(Excerpts from point annotation data)
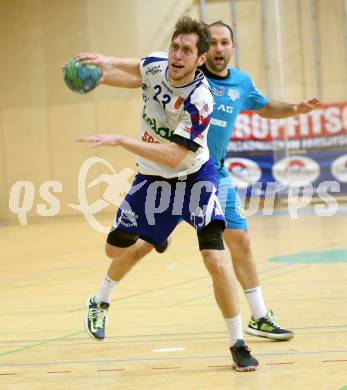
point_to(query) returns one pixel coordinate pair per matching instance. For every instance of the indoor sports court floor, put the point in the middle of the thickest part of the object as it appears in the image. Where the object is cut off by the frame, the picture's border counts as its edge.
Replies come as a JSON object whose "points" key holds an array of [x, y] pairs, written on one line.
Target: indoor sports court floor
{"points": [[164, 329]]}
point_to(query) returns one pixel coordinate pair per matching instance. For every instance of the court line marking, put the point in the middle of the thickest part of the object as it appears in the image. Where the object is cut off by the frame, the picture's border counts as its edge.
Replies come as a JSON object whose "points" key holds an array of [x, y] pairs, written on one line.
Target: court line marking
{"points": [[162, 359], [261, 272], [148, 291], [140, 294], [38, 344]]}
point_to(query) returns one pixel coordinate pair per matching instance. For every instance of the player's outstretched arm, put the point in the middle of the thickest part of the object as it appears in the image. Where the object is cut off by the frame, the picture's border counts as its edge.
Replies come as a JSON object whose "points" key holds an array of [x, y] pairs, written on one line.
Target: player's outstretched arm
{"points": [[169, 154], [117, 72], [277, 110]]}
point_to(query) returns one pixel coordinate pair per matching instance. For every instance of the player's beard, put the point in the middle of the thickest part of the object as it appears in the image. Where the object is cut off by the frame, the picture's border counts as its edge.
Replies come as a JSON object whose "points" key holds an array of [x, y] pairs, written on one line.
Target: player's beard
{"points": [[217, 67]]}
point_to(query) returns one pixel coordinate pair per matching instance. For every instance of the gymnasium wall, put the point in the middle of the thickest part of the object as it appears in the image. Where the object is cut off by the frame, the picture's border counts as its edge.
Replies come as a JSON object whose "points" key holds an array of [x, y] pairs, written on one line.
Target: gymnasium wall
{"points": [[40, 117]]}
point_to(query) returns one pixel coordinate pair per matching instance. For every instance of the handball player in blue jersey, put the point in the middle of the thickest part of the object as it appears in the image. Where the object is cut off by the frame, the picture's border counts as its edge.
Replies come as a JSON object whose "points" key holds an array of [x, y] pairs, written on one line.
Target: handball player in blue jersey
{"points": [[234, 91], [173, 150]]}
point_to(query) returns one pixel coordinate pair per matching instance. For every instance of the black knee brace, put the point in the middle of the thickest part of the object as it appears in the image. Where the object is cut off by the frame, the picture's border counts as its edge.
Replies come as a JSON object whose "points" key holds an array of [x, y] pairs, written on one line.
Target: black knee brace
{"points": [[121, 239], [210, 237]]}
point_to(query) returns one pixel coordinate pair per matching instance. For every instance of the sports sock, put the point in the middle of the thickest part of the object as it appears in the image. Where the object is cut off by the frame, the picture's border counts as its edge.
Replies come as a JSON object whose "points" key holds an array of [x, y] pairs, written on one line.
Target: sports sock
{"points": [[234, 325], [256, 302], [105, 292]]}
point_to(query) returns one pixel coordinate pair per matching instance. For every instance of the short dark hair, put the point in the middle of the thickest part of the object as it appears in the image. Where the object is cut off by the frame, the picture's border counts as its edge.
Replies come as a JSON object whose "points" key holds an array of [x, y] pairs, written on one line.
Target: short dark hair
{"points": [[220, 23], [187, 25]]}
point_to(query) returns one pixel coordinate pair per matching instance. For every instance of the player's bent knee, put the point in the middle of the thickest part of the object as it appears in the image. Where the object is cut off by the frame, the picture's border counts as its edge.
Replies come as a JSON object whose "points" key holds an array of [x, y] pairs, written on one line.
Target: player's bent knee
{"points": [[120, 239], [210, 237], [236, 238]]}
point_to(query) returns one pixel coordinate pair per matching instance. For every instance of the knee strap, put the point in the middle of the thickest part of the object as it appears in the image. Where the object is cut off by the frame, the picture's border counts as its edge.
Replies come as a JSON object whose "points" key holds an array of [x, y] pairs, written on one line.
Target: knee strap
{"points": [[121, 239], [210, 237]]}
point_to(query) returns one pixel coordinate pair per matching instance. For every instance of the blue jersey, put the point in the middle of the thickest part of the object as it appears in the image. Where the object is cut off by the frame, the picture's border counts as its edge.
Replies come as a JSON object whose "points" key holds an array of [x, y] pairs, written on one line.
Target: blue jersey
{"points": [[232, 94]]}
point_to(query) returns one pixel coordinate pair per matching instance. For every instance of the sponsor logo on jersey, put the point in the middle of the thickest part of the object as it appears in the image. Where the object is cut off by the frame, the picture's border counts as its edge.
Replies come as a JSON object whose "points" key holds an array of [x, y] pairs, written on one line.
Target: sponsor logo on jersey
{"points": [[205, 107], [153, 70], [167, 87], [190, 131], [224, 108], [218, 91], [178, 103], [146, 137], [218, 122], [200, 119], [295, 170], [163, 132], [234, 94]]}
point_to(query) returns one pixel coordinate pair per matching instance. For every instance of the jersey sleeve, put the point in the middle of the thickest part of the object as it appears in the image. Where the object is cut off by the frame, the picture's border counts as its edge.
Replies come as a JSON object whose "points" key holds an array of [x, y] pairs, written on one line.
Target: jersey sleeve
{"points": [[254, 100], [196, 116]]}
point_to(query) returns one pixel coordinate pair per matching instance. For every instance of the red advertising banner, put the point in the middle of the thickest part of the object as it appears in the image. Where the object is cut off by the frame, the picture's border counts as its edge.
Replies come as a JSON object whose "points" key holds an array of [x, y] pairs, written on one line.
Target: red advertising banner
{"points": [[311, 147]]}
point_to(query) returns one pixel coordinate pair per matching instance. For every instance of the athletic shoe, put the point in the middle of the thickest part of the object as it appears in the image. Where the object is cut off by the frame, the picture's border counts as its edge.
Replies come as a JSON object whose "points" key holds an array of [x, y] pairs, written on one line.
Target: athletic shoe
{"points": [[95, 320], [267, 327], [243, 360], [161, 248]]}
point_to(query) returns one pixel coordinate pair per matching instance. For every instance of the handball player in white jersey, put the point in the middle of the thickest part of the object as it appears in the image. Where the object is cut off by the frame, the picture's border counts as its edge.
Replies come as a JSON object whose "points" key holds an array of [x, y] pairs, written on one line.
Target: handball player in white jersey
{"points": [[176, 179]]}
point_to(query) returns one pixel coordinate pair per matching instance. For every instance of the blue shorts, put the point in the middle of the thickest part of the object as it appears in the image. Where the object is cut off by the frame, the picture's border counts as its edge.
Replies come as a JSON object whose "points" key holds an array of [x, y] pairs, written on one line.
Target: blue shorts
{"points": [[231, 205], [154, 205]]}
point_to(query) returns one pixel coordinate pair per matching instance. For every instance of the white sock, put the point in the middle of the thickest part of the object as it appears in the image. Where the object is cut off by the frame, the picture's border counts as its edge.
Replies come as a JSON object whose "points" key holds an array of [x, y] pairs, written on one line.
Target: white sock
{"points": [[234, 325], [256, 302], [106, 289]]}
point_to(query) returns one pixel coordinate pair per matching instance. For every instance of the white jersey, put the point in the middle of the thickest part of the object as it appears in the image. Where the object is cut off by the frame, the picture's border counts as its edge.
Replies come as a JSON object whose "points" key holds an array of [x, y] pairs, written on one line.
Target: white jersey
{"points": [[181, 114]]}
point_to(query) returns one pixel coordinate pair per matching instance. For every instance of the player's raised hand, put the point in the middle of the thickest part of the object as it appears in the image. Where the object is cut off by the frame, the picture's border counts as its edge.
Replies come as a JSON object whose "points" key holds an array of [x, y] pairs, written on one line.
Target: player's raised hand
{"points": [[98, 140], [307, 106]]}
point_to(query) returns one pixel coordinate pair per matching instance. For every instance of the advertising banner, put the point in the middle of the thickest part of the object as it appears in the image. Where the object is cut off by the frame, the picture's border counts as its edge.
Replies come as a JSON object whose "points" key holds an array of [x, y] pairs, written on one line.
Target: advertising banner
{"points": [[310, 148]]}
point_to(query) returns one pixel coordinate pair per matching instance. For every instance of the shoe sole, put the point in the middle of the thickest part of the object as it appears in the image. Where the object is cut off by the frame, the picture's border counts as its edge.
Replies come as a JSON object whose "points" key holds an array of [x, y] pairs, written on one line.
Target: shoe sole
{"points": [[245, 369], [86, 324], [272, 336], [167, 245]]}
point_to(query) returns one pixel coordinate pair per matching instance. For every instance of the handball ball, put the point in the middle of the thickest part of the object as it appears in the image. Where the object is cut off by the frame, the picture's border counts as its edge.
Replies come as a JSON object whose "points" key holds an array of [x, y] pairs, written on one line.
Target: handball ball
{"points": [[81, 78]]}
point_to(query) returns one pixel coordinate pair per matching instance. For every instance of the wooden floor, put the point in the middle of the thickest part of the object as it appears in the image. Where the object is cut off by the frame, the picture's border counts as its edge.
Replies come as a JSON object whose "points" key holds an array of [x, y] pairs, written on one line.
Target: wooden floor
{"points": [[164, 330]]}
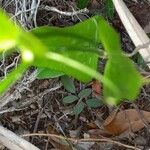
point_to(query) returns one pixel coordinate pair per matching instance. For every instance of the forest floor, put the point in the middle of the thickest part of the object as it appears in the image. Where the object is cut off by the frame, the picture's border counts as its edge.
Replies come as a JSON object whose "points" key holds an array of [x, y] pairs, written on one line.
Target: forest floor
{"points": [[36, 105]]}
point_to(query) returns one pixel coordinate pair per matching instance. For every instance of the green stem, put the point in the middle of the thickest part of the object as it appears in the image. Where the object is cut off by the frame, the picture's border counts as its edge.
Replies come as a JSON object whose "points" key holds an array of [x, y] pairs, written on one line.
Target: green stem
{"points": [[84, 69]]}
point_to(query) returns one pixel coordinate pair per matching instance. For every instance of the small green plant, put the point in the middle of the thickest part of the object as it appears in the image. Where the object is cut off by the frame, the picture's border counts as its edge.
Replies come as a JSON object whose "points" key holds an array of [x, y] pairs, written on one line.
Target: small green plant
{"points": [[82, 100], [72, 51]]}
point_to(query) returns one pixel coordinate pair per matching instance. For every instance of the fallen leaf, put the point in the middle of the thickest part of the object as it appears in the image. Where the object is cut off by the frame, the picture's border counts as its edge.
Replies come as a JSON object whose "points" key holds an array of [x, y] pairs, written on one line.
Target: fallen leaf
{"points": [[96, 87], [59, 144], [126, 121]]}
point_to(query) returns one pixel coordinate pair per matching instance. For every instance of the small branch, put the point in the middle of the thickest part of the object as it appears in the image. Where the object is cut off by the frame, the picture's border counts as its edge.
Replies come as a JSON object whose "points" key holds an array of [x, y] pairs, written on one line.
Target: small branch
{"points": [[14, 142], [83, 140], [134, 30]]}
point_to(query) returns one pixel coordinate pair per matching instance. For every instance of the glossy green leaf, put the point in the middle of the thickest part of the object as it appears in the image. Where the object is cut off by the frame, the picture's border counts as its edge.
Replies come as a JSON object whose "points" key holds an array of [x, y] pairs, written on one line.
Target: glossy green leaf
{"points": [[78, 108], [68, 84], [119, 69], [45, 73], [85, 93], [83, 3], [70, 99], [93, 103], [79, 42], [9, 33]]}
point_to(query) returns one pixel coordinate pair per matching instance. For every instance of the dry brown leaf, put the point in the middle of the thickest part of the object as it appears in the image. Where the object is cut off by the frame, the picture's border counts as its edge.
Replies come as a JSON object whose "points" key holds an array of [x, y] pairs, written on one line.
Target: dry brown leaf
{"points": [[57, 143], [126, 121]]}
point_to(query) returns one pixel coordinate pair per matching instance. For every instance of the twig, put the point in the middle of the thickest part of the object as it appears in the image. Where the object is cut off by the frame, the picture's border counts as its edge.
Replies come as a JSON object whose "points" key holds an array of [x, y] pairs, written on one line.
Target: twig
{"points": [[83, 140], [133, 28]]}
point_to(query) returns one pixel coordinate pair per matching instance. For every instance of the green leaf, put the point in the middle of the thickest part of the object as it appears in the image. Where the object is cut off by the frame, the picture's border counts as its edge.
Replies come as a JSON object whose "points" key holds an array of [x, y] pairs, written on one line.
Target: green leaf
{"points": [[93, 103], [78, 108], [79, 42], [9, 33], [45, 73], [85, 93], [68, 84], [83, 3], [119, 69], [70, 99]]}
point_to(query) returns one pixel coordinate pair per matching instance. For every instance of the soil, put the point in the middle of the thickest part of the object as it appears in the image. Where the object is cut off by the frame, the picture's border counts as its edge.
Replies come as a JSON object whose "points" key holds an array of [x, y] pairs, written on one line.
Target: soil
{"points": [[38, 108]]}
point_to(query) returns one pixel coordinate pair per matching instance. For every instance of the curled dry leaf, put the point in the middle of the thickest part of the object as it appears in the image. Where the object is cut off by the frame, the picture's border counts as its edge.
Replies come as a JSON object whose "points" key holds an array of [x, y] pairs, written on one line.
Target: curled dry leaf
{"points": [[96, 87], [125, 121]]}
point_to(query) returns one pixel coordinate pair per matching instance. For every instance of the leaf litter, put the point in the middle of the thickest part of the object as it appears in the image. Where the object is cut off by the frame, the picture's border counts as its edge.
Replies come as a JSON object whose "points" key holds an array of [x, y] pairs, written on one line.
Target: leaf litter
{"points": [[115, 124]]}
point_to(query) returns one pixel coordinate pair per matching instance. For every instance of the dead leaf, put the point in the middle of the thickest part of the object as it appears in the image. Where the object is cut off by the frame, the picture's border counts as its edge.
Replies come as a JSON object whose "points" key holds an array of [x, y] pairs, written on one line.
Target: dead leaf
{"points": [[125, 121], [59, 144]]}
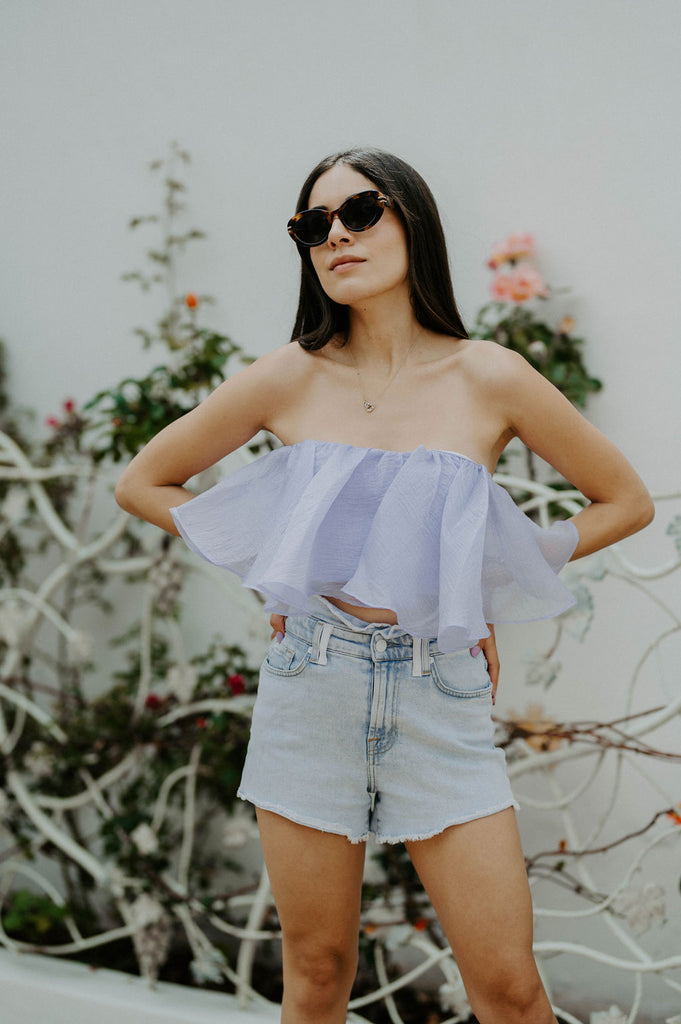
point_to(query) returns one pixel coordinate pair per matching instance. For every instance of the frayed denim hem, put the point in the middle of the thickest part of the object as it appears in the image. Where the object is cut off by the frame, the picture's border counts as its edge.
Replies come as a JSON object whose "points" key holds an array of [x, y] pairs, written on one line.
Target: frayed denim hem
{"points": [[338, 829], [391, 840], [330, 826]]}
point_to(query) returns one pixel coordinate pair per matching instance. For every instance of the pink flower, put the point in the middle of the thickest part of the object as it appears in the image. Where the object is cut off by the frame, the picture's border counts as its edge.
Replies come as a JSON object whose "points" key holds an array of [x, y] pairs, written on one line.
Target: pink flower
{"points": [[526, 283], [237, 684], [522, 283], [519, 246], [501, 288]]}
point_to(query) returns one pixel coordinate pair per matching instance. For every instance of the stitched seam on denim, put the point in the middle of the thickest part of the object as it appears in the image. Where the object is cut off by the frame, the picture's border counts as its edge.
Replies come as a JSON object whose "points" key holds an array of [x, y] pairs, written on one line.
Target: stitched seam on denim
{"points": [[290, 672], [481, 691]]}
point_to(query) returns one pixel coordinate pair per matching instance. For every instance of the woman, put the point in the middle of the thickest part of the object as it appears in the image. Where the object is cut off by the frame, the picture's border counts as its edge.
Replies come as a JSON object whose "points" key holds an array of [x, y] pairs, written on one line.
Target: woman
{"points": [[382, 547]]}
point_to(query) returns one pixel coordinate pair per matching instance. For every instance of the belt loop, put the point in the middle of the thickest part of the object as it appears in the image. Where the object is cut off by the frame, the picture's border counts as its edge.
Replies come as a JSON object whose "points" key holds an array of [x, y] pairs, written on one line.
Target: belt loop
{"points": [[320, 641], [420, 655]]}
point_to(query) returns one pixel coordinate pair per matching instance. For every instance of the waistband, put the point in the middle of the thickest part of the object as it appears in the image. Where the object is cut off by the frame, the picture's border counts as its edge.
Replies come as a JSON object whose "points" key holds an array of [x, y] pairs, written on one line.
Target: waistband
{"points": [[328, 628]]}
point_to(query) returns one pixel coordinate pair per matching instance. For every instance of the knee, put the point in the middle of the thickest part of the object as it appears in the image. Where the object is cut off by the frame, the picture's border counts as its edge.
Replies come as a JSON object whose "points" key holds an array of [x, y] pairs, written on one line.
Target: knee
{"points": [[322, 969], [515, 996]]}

Exercise requirements:
Extract, character for character, everything from the line containing "the knee, put" down to the end of the data, including both of those boundary lines.

Reply to the exercise:
point_to(query) returns one pixel coordinate pair per matching instance. For every instance of the knee, put the point in the middle of the thickest part of the object as it appears in the image. Where the object is cut off by the frame, the picture's border counts as its edge.
Replies come as a JSON object whose "points" key holds an array of [x, y] pairs, written on one line.
Target: knee
{"points": [[322, 969], [515, 996]]}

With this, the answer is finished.